IFTITAH
Sebelumnya
harus saya akui, bukan sesuatu yang mudah mengungkap perjalanan hidup seorang
tokoh secara lengkap serta mempelajari pemikiran dan gagasan-gagasannya, apalagi
oleh lingkungan kita, tokoh tersebut tidak begitu tenar dan digandrungi,
terlebih bila kita tidak pernah berinteraksi langsung.
Namun, secara pribadi,
saya merasa tertarik dan tertantang untuk mengkaji lebih dalam tentang
perjalanan hidup seorang figur yang kurang begitu dikenal khalayak umum.
Adalah Syekh Muhammad
Zahid al-Kautsari, salah satu dari sederetan daftar ulama Islam yang tidak
banyak dikenal oleh mahasiswa al-Ahgaff secara umum dan mahasiswa Indonesia
al-Ahgaff secara khusus. Namun, hal itu tidak menghalangi mutiara untuk tetap
berkilau dan tampak memukau.
Tercatat sebagai salah
satu ulama yang aktif dalam pelbagai disiplin ilmu; hadits, tafsir, ushul,
bahasa, sastra, logika, metafisika, filsafat, akhlak dan sejarah. Disamping
itu, beliau merupakan penjelmaan kritikus sejati. Dalam banyak tulisannya, baik
yang dituangkan dalam karya pribadi atau dimuat di media massa, sering kali
beliau memberikan kritik tajam-akurat terhadap isu-isu panas seputar keagamaan.

▸ Soal Latihan 1: Berdasarkan teks tentang Syekh al-Kautsari, jelaskan dalam satu hingga tiga kalimat alasan mengungkap perjalanan hidup seorang tokoh dinilai bukan sesuatu yang mudah.
▸ Soal Latihan 2: Lanjutkan teks tentang Syekh al-Kautsari mulai dari kalimat terakhir yang tercantum.
Baris-baris berikut tidak berperan dalam latihan ini.

(Entri penunjukan dan pelabelan)
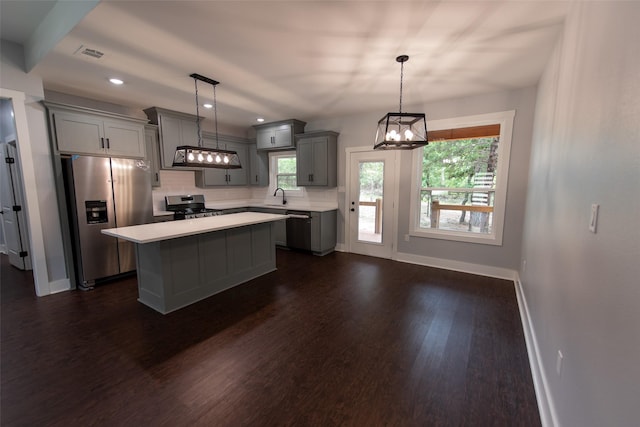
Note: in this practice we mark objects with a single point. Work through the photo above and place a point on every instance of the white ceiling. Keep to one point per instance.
(294, 59)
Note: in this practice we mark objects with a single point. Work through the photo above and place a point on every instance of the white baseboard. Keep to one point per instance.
(548, 415)
(464, 267)
(61, 285)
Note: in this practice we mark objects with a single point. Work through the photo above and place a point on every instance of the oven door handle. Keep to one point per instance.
(299, 216)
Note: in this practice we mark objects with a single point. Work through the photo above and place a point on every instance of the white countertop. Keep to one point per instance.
(147, 233)
(294, 206)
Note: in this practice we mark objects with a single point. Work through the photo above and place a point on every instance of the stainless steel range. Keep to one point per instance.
(189, 206)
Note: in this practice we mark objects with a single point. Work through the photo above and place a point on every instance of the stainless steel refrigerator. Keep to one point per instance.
(105, 193)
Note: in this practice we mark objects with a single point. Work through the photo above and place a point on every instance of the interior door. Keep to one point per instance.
(13, 214)
(371, 201)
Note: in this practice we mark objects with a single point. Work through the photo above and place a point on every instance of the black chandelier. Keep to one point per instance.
(401, 131)
(200, 156)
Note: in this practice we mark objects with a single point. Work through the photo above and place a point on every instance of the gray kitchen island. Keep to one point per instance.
(181, 262)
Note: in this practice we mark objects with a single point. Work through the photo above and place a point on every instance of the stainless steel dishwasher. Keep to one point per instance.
(299, 230)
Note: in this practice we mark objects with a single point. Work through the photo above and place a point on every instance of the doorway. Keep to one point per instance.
(13, 227)
(371, 203)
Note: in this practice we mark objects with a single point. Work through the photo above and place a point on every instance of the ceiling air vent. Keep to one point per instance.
(89, 52)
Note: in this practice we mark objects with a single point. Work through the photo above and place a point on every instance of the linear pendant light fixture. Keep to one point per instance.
(401, 131)
(200, 156)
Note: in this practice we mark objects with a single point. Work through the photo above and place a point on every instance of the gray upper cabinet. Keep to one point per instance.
(90, 132)
(175, 129)
(212, 177)
(278, 135)
(153, 153)
(316, 159)
(258, 167)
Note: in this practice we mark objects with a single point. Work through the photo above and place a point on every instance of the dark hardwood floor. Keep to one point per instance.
(340, 340)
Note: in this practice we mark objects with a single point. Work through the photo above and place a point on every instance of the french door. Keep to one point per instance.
(371, 201)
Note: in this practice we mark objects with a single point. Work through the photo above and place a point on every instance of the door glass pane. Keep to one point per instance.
(370, 185)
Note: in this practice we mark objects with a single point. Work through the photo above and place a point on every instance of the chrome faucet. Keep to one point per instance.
(284, 201)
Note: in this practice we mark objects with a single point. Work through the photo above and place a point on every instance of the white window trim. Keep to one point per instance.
(273, 167)
(505, 120)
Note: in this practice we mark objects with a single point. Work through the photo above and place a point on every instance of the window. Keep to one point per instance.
(460, 182)
(283, 170)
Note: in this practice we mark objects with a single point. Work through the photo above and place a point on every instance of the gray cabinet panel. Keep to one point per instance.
(239, 249)
(79, 133)
(213, 263)
(278, 135)
(96, 133)
(178, 272)
(323, 232)
(258, 167)
(316, 159)
(175, 129)
(124, 139)
(280, 227)
(153, 155)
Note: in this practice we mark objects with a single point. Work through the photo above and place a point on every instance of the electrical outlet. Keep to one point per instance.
(593, 221)
(559, 363)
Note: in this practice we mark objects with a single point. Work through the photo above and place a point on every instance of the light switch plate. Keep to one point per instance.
(593, 222)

▸ Hasil Latihan 1: Mengungkap perjalanan hidup seorang tokoh secara lengkap serta mempelajari pemikiran dan gagasannya tidak mudah, apalagi bila di lingkungan kita tokoh tersebut tidak begitu tenar dan digandrungi. Kesulitan itu makin besar bila kita tidak pernah berinteraksi langsung dengannya.

▸ Hasil Latihan 2:
Tidak cukup disitu saja, beliau juga dikenal sebagai tokoh dengan gagasan dan
ide-ide ishlah dibanyak bidang, baik pendidikan, kekeluargaan,
kemasyarakatan, perpolitikan dan lain sebagainya.
Lazimnya seorang ulama,
beliau dibekali Allah Swt tutur kata yang baik dan mendalam, disamping beliau
diberi nikmat 'pena yang mengalir', yang senantiasa digunakan untuk memberi
proteksi pada Islam dari wacana dan paham yang berpotensial mereduksi
norma-norma keislaman. Banyak sudah buah karya yang ditorehkan beliau, sebagian
dari karya itu ada yang sudah dicetak dan sebagian lainnya masih berbentuk
manuskrip.
Awal perkenalan saya
dengan al-Kautsari, di saat saya untuk pertama kalinya membaca catatan-catatan
kecil sebagai komentar atau kritik beliau yang dimuat di beberapa harian di
Mesir yang akhirnya dikodifikasikan dalam bentuk buku dengan judul Maqâlât
al-Kautsari. Kodifikasi itu tidak serta merta muncul dari keinginan atau
wasiat beliau. Namun, ide itu muncul dari Syekh Isma'il al-Banury, seorang
teman sekaligus murid beliau yang juga guru besar ilmu hadits di lembaga
pendidikan Darul Ulum, Pakistan. Atas inisiatif dan saran Syekh Ismail pula, semua
kata pengantar beliau (Syekh Muhammad Zahid. pen) untuk beberapa kitab yang
siap cetak dikumpulkan menjadi sebuah buku yang berjudul Muqaddimât al-Kautsari.
Hal ini menambah kekagugaman saya pada beliau. Terus terang, sepanjang saya
mempelajari dan membaca buku literatur ulama, baru kali ini saya menyaksikan
ada seorang ulama yang tulisan-tulisannya benar-benar berharga hingga kata
pengantarnya dibukukan.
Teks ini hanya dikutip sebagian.